SELECTED TEXT
——————

About Del Mar
Life in Del Mar
A publicist for the Del Mar Race Track once described Del Mar as a place "where nobody's in a hurry except the horses." That's really only half true.
Del Mar does have many well-traveled paths to the past- the days of the dons, the tales of the race track's early days, the sparkling scenarios of movie stars, and the everyday lives of settlers and townspeople- but its newly paved roads to the future are just as visible, and they are a modern-day reflection of the town's new style.
Residents and visitors enjoy the paradox that Del Mar offers, small-town atmosphere with sophisticated ambiance. From fine restaurants and quaint shops and cafes, to palatial bluff-side homes and posh hotels, right down to the very faces and personalities that make the city vibrant and alive, Del Mar's style is as easy to trace as its own history and roots.
The Beginnings – Del Mar's Unique History
Of course any reference to the future must begin with a look at the past.
The earliest remnants of life in and around Del Mar were in 9000 B.C. As glaciers began to melt away, a tribe of people, whom archaeologists now call the San Dieguito people, migrated from the inland valleys toward the shores to find more food. As evidence of this tribe's existence, numerous artifacts- tools, primitive cutlery, and makeshift weapons- have been found in the area.
Roughly 2,000 years later, a tribe called the La Jollans, who lived near the ocean and gained their primary sustenance from the sea, was also traced to this area. In 1929, San Diego Museum of Man pioneer archaeologist Malcolm Rogers discovered perhaps the most famous Del Mar resident of all-the skull of a La Jollan tribesman and several bones eroding out of a Del Mar cliff. At first, the skull and bones were thought to be 48,000 years old, but in 1984 the bones were re-tested and confirmed to be 5,100 years old. Rogers called it "Del Mar Man".

——————

STATED PROBLEM 1
Swap "paradox" for "contrast" in the Del Mar passage, reproducing it starting at "Del Mar does" and ending at "history and roots.".
STATED PROBLEM 2
Name every kind of artifact that the Del Mar passage says was found in the area as evidence of the San Dieguito people.

——————

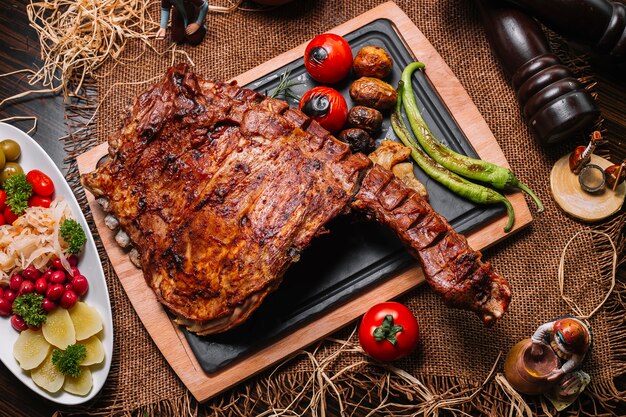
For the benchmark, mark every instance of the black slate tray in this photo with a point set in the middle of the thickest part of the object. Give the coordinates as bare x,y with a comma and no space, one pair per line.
355,254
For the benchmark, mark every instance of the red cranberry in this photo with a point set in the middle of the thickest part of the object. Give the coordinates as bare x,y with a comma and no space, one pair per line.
15,282
80,285
41,286
26,288
30,273
18,323
68,299
72,260
57,264
58,277
5,307
10,295
48,305
55,291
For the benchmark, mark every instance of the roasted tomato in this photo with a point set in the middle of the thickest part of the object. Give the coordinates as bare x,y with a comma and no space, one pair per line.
328,58
388,331
42,184
327,106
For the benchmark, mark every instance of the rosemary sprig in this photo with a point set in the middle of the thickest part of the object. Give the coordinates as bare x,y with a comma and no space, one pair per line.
285,87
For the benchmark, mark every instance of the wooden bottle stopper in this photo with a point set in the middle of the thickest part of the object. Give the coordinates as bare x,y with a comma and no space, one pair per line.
529,374
554,103
600,24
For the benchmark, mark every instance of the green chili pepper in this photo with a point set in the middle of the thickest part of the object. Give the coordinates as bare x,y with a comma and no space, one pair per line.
456,184
475,169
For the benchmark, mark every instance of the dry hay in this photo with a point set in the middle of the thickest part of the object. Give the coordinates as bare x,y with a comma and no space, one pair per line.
78,36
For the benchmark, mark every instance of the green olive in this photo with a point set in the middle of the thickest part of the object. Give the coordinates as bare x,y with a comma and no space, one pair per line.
10,169
11,149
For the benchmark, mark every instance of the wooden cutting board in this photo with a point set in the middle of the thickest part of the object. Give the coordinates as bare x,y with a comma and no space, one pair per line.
170,339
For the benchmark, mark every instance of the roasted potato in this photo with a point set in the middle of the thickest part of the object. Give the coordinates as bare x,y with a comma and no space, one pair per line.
374,93
372,61
365,118
358,139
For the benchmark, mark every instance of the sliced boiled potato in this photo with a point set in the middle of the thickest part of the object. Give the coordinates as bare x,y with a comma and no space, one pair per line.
30,349
94,351
59,329
47,376
81,385
86,319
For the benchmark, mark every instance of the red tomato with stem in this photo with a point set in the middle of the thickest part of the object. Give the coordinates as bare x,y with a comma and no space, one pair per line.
328,58
327,106
42,184
388,331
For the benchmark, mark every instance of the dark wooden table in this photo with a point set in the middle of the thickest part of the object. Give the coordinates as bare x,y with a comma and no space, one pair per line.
19,47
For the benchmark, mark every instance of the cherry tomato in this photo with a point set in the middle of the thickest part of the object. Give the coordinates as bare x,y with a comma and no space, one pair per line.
41,286
68,299
42,184
58,277
10,295
55,291
328,58
26,288
5,307
47,274
48,305
30,273
57,264
39,201
327,106
9,216
388,331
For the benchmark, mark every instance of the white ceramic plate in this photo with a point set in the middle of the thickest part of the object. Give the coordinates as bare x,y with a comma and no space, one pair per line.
34,157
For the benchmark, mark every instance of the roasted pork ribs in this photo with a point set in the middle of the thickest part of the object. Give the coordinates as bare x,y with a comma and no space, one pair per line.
220,188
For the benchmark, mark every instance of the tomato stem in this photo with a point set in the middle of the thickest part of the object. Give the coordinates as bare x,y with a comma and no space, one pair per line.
387,330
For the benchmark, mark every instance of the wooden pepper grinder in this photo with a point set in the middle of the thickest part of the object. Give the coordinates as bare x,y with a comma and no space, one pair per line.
554,103
599,24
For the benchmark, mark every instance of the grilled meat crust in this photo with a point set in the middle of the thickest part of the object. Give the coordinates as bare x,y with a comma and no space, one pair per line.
452,269
220,188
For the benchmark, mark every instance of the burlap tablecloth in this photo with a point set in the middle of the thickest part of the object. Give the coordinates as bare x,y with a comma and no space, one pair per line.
455,353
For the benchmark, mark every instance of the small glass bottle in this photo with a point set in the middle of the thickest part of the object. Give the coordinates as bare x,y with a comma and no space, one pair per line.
582,154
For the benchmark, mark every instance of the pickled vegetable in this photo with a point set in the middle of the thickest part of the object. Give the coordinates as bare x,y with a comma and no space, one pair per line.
59,329
47,376
86,319
11,150
11,169
30,349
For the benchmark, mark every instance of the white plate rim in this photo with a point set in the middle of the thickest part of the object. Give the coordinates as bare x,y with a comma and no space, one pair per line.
89,264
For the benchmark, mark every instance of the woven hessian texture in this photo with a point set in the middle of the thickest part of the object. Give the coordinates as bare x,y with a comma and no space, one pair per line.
454,345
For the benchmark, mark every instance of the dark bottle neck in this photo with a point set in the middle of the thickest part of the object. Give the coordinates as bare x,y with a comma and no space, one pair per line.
553,101
599,24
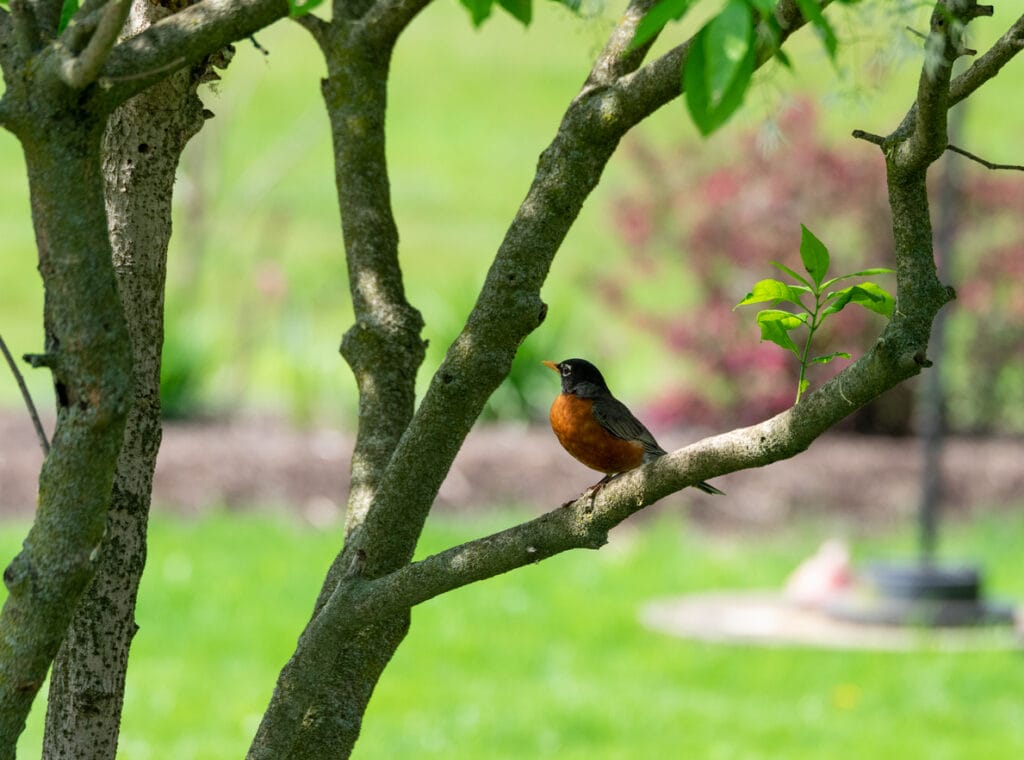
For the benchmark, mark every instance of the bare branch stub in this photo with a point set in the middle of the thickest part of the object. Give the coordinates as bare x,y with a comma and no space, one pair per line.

——————

FULL OUTPUT 1
Del Mar does have many well-traveled paths to the past- the days of the dons, the tales of the race track's early days, the sparkling scenarios of movie stars, and the everyday lives of settlers and townspeople- but its newly paved roads to the future are just as visible, and they are a modern-day reflection of the town's new style.
Residents and visitors enjoy the contrast that Del Mar offers, small-town atmosphere with sophisticated ambiance. From fine restaurants and quaint shops and cafes, to palatial bluff-side homes and posh hotels, right down to the very faces and personalities that make the city vibrant and alive, Del Mar's style is as easy to trace as its own history and roots.

FULL OUTPUT 2
Tools, primitive cutlery, and makeshift weapons.